EXTRACT TO READ:
start
The Ultimate Interview Attire Guide for Women and Men

The Ultimate Interview Attire Guide for Women and Men

Note to Self: Don't wear that "Adios Bitchachos" t-shirt you got for your birthday to the interview.


Preparing for your first, second,— one thousandth interview can be nerve-wracking— You don’t know the exact questions your interviewers are planning on asking you, your palms keep sweating to the point where you keep wiping it off on your pants before you shake the interviewer’s hand… you get the point. So you check your already perfect ponytail in the mirror for the hundredth time as you clutch nervously onto the set of flashcards you’ve prepared just in case.

Never fear darlings, I’ve prepared a guide for you on how to dress properly for interviews.

Let me first start off by saying that an interview outfit should not be too complicated or distracting to the eye. Three key words to keep in mind when dressing for interviews are elegant, simple, and professional. You want to appear in front of your interviewers as someone capable, intelligent, organized, and focused. If you’re female, an easy way to appear this way is to find a solid-colored dress and pair it with a matching waist belt- as shown below.

As you can see here, accessories are limited to two as she dons a coordinating handbag and heels.

Or if your dress is already structured and form fitting enough, just forget the belt and rock it belt-free.

A blouse or light cardigan paired with a pencil skirt is a very elegant ensemble to wear to an interview too. I would definitely recommend investing in a clutch if you can afford it. In my opinion, they make your outfits appear high-class and sophisticated.

Or if you don’t want to wear a dress or a skirt, a pantsuit works just fine. Maybe even better too.

If you don’t own a pantsuit, pair a trendy blazer with dark-colored pants.

For extra warmth on chiller days, layer up with vests and undershirts.

Clothes You Should Avoid

1. Anything too revealing. Cleavage, backs, and midriffs are completely UNACCEPTABLE. One look of this ridiculous outfit and off you go.
end
MATERIAL SHOWN:
start
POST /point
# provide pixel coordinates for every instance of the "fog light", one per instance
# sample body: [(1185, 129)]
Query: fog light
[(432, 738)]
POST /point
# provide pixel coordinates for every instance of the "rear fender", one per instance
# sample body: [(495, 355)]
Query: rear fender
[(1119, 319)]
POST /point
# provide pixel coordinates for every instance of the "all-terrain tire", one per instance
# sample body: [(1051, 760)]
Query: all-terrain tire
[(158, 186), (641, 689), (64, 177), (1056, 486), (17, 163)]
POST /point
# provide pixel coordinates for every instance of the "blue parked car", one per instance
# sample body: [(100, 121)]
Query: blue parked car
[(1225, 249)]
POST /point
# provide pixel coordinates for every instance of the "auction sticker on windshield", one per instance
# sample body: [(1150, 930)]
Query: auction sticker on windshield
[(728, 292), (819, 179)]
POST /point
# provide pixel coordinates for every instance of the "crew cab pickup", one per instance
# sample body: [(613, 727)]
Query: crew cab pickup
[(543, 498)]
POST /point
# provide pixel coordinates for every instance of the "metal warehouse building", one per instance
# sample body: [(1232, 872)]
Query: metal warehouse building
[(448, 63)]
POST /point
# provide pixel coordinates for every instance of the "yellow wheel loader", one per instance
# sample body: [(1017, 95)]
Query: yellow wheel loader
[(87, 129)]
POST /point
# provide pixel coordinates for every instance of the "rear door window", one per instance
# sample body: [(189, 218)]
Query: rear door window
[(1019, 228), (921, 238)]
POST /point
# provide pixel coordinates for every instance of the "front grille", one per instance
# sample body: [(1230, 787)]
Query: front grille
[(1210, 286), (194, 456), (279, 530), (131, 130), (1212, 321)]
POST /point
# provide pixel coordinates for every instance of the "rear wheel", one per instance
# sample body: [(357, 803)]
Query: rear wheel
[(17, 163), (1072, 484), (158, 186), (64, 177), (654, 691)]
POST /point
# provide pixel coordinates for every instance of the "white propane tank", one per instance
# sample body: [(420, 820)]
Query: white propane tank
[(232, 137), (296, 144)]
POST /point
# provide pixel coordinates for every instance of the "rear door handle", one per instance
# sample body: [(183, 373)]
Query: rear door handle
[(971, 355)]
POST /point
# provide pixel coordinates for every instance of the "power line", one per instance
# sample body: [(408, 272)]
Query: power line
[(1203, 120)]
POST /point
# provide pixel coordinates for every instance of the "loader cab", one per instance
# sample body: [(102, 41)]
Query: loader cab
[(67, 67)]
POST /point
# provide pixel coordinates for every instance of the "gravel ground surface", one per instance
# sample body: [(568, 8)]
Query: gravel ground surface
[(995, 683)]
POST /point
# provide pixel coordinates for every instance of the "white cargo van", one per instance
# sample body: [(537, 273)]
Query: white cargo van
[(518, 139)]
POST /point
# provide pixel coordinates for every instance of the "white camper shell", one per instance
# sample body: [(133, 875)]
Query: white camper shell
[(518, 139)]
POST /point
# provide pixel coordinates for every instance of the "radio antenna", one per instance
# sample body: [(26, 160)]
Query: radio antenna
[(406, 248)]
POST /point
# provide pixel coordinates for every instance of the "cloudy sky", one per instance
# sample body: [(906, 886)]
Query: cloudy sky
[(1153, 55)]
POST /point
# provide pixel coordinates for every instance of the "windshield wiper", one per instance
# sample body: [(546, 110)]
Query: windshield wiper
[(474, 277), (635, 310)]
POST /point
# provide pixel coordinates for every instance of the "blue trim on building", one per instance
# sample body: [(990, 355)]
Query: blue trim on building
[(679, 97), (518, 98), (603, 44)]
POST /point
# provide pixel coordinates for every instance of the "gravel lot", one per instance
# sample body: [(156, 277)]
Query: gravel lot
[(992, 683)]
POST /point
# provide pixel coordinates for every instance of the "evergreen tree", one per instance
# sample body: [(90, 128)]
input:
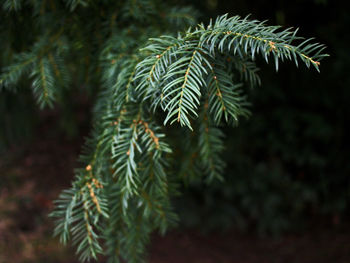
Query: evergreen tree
[(164, 92)]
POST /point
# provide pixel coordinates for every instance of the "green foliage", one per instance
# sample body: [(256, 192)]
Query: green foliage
[(130, 161)]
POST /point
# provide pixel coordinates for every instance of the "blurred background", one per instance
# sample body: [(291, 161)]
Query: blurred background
[(287, 190)]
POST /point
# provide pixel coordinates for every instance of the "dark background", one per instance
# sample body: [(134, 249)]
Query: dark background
[(288, 170)]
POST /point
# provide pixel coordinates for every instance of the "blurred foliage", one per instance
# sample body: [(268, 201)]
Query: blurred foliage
[(288, 165), (289, 162)]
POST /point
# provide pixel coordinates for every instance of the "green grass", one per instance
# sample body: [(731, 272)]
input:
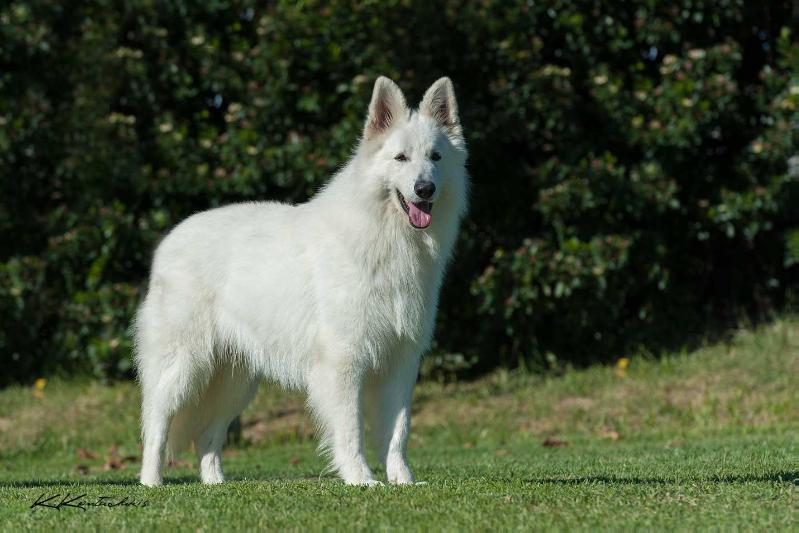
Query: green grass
[(707, 440)]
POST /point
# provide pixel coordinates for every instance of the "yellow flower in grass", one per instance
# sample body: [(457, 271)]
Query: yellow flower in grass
[(38, 388), (621, 367)]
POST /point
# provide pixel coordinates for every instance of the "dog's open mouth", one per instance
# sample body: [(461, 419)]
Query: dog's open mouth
[(418, 212)]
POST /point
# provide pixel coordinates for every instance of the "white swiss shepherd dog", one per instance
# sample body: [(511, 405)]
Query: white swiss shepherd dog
[(336, 296)]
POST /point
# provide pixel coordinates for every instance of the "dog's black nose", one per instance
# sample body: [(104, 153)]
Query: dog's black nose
[(424, 189)]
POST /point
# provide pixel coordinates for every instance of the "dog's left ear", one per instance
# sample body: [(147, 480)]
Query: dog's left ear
[(439, 104), (387, 105)]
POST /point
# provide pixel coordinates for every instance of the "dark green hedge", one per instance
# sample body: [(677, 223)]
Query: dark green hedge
[(632, 185)]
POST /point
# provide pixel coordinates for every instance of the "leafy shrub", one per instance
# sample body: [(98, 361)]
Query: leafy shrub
[(630, 162)]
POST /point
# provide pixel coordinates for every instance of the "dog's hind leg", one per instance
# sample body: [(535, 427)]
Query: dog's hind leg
[(229, 392), (166, 384)]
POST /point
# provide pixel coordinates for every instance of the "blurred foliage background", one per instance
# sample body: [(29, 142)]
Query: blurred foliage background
[(635, 164)]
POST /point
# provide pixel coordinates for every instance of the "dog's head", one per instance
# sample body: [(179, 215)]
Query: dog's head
[(419, 155)]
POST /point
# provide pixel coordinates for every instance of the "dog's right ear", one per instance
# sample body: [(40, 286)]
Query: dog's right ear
[(387, 105)]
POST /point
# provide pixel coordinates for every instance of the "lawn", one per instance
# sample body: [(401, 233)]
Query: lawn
[(707, 439)]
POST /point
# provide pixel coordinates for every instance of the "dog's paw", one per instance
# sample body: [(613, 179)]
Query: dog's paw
[(400, 475), (151, 481), (365, 483)]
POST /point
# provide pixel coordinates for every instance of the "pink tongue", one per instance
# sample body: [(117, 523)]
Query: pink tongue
[(419, 218)]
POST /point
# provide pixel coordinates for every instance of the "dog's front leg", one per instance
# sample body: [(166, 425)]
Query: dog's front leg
[(390, 417), (334, 394)]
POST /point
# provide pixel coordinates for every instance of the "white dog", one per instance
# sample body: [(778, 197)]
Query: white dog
[(336, 296)]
end
WORK TO DO:
In the interview attire guide, what three key words does the writer say to keep in mind when dressing for interviews?

WRITTEN SOLUTION:
Elegant, simple, and professional.